**** Data for review

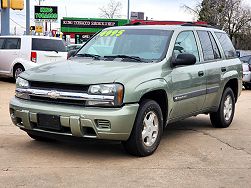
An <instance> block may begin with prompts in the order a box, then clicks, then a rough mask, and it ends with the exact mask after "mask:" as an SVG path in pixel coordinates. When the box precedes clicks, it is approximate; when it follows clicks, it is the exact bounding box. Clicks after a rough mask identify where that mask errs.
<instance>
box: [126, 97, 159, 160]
mask: <svg viewBox="0 0 251 188" xmlns="http://www.w3.org/2000/svg"><path fill="white" fill-rule="evenodd" d="M162 133H163V116H162V112H161V108H160V106H159V105H158V103H156V102H155V101H153V100H145V101H143V102H142V103H141V104H140V107H139V110H138V114H137V117H136V120H135V123H134V127H133V130H132V132H131V135H130V138H129V139H128V140H127V141H125V142H123V146H124V148H125V150H126V151H127V152H128V153H130V154H132V155H136V156H141V157H144V156H148V155H151V154H152V153H153V152H154V151H155V150H156V149H157V147H158V145H159V143H160V139H161V135H162Z"/></svg>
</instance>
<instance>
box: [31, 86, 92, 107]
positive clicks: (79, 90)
mask: <svg viewBox="0 0 251 188" xmlns="http://www.w3.org/2000/svg"><path fill="white" fill-rule="evenodd" d="M30 88H31V89H37V90H48V91H58V92H72V93H87V92H88V89H89V85H80V84H66V83H54V82H39V81H30ZM30 100H32V101H38V102H46V103H55V104H67V105H78V106H85V101H83V100H73V99H72V100H71V99H60V98H53V97H52V98H51V97H50V96H47V93H46V95H44V96H39V95H30Z"/></svg>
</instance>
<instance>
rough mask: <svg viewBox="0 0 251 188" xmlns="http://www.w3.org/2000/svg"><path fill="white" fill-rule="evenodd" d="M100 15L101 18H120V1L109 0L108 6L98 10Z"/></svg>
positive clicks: (106, 5)
mask: <svg viewBox="0 0 251 188" xmlns="http://www.w3.org/2000/svg"><path fill="white" fill-rule="evenodd" d="M99 10H100V14H99V16H100V17H102V18H110V19H112V18H120V17H121V10H122V3H121V2H120V1H115V0H110V2H109V3H108V5H106V6H103V7H102V8H99Z"/></svg>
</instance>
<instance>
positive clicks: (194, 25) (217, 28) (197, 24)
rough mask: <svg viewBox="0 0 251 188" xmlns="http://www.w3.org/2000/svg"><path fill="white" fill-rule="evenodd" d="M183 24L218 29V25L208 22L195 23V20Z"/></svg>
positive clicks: (185, 24) (191, 25) (187, 25)
mask: <svg viewBox="0 0 251 188" xmlns="http://www.w3.org/2000/svg"><path fill="white" fill-rule="evenodd" d="M181 26H196V27H207V28H214V29H218V28H217V27H215V26H212V25H208V24H196V23H193V22H187V23H184V24H181Z"/></svg>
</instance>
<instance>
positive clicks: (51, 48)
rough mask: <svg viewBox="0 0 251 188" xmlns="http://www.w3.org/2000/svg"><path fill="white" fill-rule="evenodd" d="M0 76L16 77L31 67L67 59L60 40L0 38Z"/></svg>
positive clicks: (24, 36) (16, 38)
mask: <svg viewBox="0 0 251 188" xmlns="http://www.w3.org/2000/svg"><path fill="white" fill-rule="evenodd" d="M0 59H1V61H0V75H4V76H8V77H13V78H14V79H16V78H17V76H18V75H19V74H20V73H21V72H23V71H25V70H28V69H30V68H32V67H35V66H38V65H42V64H45V63H52V62H56V61H62V60H66V59H67V52H66V48H65V46H64V43H63V41H62V39H60V38H52V37H42V36H0Z"/></svg>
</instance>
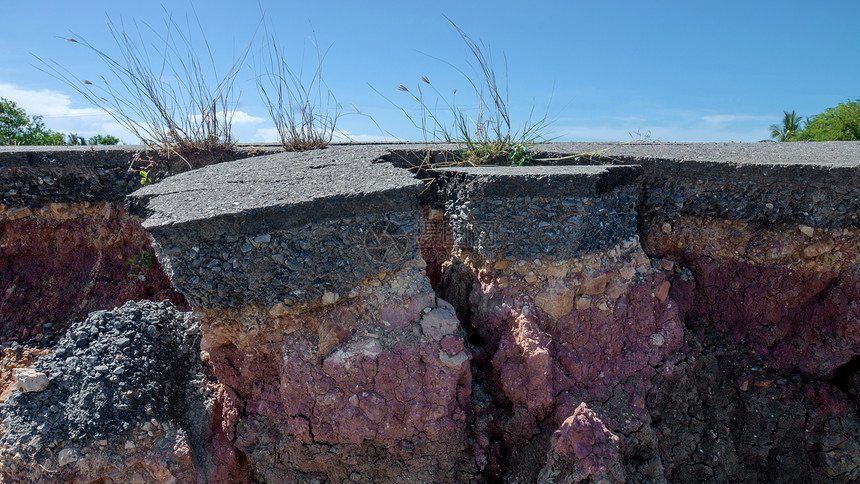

********

**Problem requirements**. Reproduce the whole listing above word for word, but leave out the pictures.

**Answer to this problem**.
An <instance> block may begin with prompts in the order a box, then clicks, then a rough mask, and it ends with the exact mask after "mask:" as an SVG path in pixel coordinates. When the box precedes clicks, it is approximate; when it follows clicks, it is the exact bounding box. Clicks after a rough mask identify where that mask errs.
<instance>
box: [126, 97, 159, 160]
mask: <svg viewBox="0 0 251 188" xmlns="http://www.w3.org/2000/svg"><path fill="white" fill-rule="evenodd" d="M162 133H163V116H162V112H161V108H160V106H159V105H158V103H156V102H155V101H153V100H145V101H143V102H142V103H141V104H140V107H139V110H138V114H137V117H136V120H135V123H134V127H133V130H132V132H131V135H130V138H129V139H128V140H127V141H125V142H123V146H124V148H125V150H126V151H127V152H128V153H130V154H132V155H136V156H141V157H144V156H148V155H151V154H152V153H153V152H154V151H155V150H156V149H157V147H158V145H159V143H160V139H161V135H162Z"/></svg>
</instance>
<instance>
box: [31, 86, 92, 107]
positive clicks: (79, 90)
mask: <svg viewBox="0 0 251 188" xmlns="http://www.w3.org/2000/svg"><path fill="white" fill-rule="evenodd" d="M30 88H31V89H37V90H48V91H58V92H72V93H87V92H88V89H89V85H80V84H66V83H54V82H39V81H30ZM30 100H32V101H38V102H46V103H55V104H67V105H78V106H85V101H83V100H73V99H72V100H71V99H60V98H53V97H52V98H51V97H50V96H47V93H46V95H44V96H39V95H30Z"/></svg>
</instance>
<instance>
rough mask: <svg viewBox="0 0 251 188" xmlns="http://www.w3.org/2000/svg"><path fill="white" fill-rule="evenodd" d="M100 15L101 18H120V1L109 0L108 6L98 10Z"/></svg>
positive clicks: (106, 5)
mask: <svg viewBox="0 0 251 188" xmlns="http://www.w3.org/2000/svg"><path fill="white" fill-rule="evenodd" d="M99 10H100V14H99V16H100V17H102V18H110V19H112V18H120V17H121V10H122V3H121V2H120V1H115V0H110V2H109V3H108V5H106V6H103V7H102V8H99Z"/></svg>
</instance>
<instance>
positive clicks: (194, 25) (217, 28) (197, 24)
rough mask: <svg viewBox="0 0 251 188" xmlns="http://www.w3.org/2000/svg"><path fill="white" fill-rule="evenodd" d="M183 24L218 29V25L208 22L195 23V20Z"/></svg>
positive clicks: (185, 24) (191, 25) (187, 25)
mask: <svg viewBox="0 0 251 188" xmlns="http://www.w3.org/2000/svg"><path fill="white" fill-rule="evenodd" d="M181 26H196V27H207V28H214V29H218V28H217V27H215V26H212V25H208V24H196V23H193V22H187V23H184V24H181Z"/></svg>
</instance>
<instance>
positive clicks: (51, 48)
rough mask: <svg viewBox="0 0 251 188" xmlns="http://www.w3.org/2000/svg"><path fill="white" fill-rule="evenodd" d="M0 76L16 77L31 67L67 59L60 40L0 38Z"/></svg>
positive clicks: (24, 36) (16, 38)
mask: <svg viewBox="0 0 251 188" xmlns="http://www.w3.org/2000/svg"><path fill="white" fill-rule="evenodd" d="M0 59H1V61H0V75H4V76H8V77H13V78H14V79H16V78H17V76H18V75H19V74H20V73H21V72H23V71H25V70H28V69H30V68H32V67H35V66H38V65H42V64H45V63H52V62H56V61H62V60H66V59H67V52H66V48H65V46H64V43H63V41H62V39H60V38H52V37H42V36H0Z"/></svg>
</instance>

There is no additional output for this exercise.